• Exercise description: Turn every line of the records below into a numbered list, leaving out any blank lines.

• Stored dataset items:
———
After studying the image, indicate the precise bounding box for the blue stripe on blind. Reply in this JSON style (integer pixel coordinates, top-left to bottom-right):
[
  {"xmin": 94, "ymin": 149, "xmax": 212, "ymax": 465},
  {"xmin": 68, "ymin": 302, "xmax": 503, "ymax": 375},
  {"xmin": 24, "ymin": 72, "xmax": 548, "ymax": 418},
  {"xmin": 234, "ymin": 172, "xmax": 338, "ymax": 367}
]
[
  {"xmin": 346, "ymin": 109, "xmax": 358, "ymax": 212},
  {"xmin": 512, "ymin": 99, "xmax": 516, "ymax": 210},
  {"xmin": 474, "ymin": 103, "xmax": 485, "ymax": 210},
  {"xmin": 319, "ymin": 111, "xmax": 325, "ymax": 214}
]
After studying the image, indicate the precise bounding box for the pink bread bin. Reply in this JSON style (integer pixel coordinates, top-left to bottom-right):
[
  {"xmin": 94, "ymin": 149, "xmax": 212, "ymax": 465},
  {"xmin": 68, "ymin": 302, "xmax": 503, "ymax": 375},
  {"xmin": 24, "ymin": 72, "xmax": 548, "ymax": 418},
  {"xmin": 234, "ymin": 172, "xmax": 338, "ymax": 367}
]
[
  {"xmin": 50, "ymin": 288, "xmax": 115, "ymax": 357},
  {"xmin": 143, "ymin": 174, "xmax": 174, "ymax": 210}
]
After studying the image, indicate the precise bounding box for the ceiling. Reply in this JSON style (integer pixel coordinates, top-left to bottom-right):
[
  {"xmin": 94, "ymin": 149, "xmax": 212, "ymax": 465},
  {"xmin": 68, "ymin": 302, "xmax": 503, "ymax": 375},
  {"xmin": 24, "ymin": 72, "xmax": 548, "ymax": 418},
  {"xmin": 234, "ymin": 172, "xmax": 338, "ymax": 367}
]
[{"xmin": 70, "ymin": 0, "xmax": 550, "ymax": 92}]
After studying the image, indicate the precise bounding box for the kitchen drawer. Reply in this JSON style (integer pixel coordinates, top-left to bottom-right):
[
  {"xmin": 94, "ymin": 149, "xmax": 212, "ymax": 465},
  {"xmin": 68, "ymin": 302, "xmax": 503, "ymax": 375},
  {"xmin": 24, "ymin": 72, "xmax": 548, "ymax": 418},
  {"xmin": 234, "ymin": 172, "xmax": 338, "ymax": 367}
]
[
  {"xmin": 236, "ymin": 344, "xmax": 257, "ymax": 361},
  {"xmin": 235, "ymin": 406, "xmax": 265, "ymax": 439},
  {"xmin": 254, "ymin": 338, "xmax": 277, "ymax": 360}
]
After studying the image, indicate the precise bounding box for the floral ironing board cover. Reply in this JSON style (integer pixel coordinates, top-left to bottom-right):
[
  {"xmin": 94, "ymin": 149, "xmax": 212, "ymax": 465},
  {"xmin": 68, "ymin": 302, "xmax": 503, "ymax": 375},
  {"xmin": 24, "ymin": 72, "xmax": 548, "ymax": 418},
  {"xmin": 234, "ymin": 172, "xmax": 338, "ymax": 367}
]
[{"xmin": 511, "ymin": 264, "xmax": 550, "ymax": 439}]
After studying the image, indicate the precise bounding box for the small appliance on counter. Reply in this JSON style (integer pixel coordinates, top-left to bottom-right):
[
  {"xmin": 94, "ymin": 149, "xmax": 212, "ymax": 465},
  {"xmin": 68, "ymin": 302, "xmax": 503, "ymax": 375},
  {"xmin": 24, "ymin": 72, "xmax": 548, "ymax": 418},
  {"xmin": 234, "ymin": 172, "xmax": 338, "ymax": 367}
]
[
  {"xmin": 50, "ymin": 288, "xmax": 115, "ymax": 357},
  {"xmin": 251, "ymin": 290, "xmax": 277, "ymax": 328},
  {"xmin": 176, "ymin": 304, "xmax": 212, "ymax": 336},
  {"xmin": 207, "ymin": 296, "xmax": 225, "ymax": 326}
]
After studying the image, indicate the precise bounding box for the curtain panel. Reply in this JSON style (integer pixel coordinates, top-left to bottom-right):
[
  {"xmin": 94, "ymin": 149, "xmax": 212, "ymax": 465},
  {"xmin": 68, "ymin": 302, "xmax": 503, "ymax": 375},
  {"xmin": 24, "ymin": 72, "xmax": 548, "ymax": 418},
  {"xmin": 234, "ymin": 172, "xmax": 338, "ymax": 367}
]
———
• Exercise answer:
1. After studying the image, indicate the precise bounding box for the blue stripe on blind. Reply in this JSON style (integer pixel coordinates, top-left to bottom-right):
2. [
3.   {"xmin": 94, "ymin": 149, "xmax": 212, "ymax": 465},
4.   {"xmin": 68, "ymin": 302, "xmax": 503, "ymax": 375},
5.   {"xmin": 24, "ymin": 72, "xmax": 548, "ymax": 418},
6.   {"xmin": 234, "ymin": 172, "xmax": 338, "ymax": 367}
7. ]
8. [
9.   {"xmin": 346, "ymin": 109, "xmax": 358, "ymax": 212},
10.   {"xmin": 512, "ymin": 99, "xmax": 516, "ymax": 210},
11.   {"xmin": 474, "ymin": 103, "xmax": 485, "ymax": 210},
12.   {"xmin": 319, "ymin": 111, "xmax": 325, "ymax": 214}
13. ]
14. After studying the image, indicate the precise bounding box for the pink bread bin. Reply in this JSON style (integer pixel coordinates, top-left to bottom-right):
15. [
16.   {"xmin": 94, "ymin": 149, "xmax": 212, "ymax": 465},
17.   {"xmin": 68, "ymin": 302, "xmax": 503, "ymax": 375},
18.   {"xmin": 24, "ymin": 72, "xmax": 548, "ymax": 418},
19.   {"xmin": 234, "ymin": 172, "xmax": 338, "ymax": 367}
20. ]
21. [
22.   {"xmin": 50, "ymin": 288, "xmax": 115, "ymax": 357},
23.   {"xmin": 143, "ymin": 174, "xmax": 174, "ymax": 210}
24. ]
25. After studying the image, indicate the precise bounding box for the ceiling. Reply in this JSON style (integer pixel coordinates, top-left to bottom-right):
26. [
27.   {"xmin": 94, "ymin": 149, "xmax": 212, "ymax": 465},
28.   {"xmin": 68, "ymin": 302, "xmax": 503, "ymax": 375},
29.   {"xmin": 24, "ymin": 72, "xmax": 548, "ymax": 418},
30.   {"xmin": 234, "ymin": 172, "xmax": 338, "ymax": 367}
31. ]
32. [{"xmin": 70, "ymin": 0, "xmax": 550, "ymax": 92}]
33. After studying the image, indicate the precise bounding box for the kitchen drawer. Reply in this JSON style (integer pixel coordinates, top-left to bottom-right):
34. [
35.   {"xmin": 94, "ymin": 149, "xmax": 212, "ymax": 465},
36.   {"xmin": 68, "ymin": 302, "xmax": 503, "ymax": 375},
37.   {"xmin": 24, "ymin": 72, "xmax": 548, "ymax": 418},
38.   {"xmin": 234, "ymin": 172, "xmax": 338, "ymax": 367}
39. ]
40. [
41.   {"xmin": 236, "ymin": 344, "xmax": 257, "ymax": 361},
42.   {"xmin": 235, "ymin": 406, "xmax": 265, "ymax": 439},
43.   {"xmin": 254, "ymin": 338, "xmax": 277, "ymax": 360}
44. ]
45. After studying the image, indicate the precise bounding box for the floral ironing board cover. Reply in this JSON style (integer pixel coordinates, top-left to bottom-right):
46. [
47.   {"xmin": 94, "ymin": 149, "xmax": 212, "ymax": 465},
48.   {"xmin": 68, "ymin": 302, "xmax": 503, "ymax": 375},
49.   {"xmin": 24, "ymin": 72, "xmax": 548, "ymax": 418},
50.   {"xmin": 234, "ymin": 172, "xmax": 338, "ymax": 367}
51. ]
52. [{"xmin": 511, "ymin": 264, "xmax": 550, "ymax": 439}]
53. After studying the image, indicate the precise bounding box for the small appliance on counter. Reply in this JSON style (integer pixel coordinates, top-left to bottom-right):
54. [
55.   {"xmin": 94, "ymin": 149, "xmax": 212, "ymax": 465},
56.   {"xmin": 68, "ymin": 302, "xmax": 503, "ymax": 375},
57.   {"xmin": 24, "ymin": 72, "xmax": 548, "ymax": 418},
58.   {"xmin": 234, "ymin": 172, "xmax": 338, "ymax": 367}
59. ]
60. [
61.   {"xmin": 50, "ymin": 288, "xmax": 115, "ymax": 357},
62.   {"xmin": 251, "ymin": 290, "xmax": 277, "ymax": 328},
63.   {"xmin": 176, "ymin": 304, "xmax": 212, "ymax": 336},
64.   {"xmin": 207, "ymin": 296, "xmax": 225, "ymax": 326}
65. ]
66. After studying the image, indicate the precise bounding box for the curtain panel. Reply in this JSON style (integer pixel coordinates, top-left to bottom-right):
67. [
68.   {"xmin": 94, "ymin": 149, "xmax": 212, "ymax": 465},
69.   {"xmin": 68, "ymin": 302, "xmax": 503, "ymax": 375},
70.   {"xmin": 24, "ymin": 72, "xmax": 548, "ymax": 418},
71.   {"xmin": 234, "ymin": 172, "xmax": 338, "ymax": 367}
72. ]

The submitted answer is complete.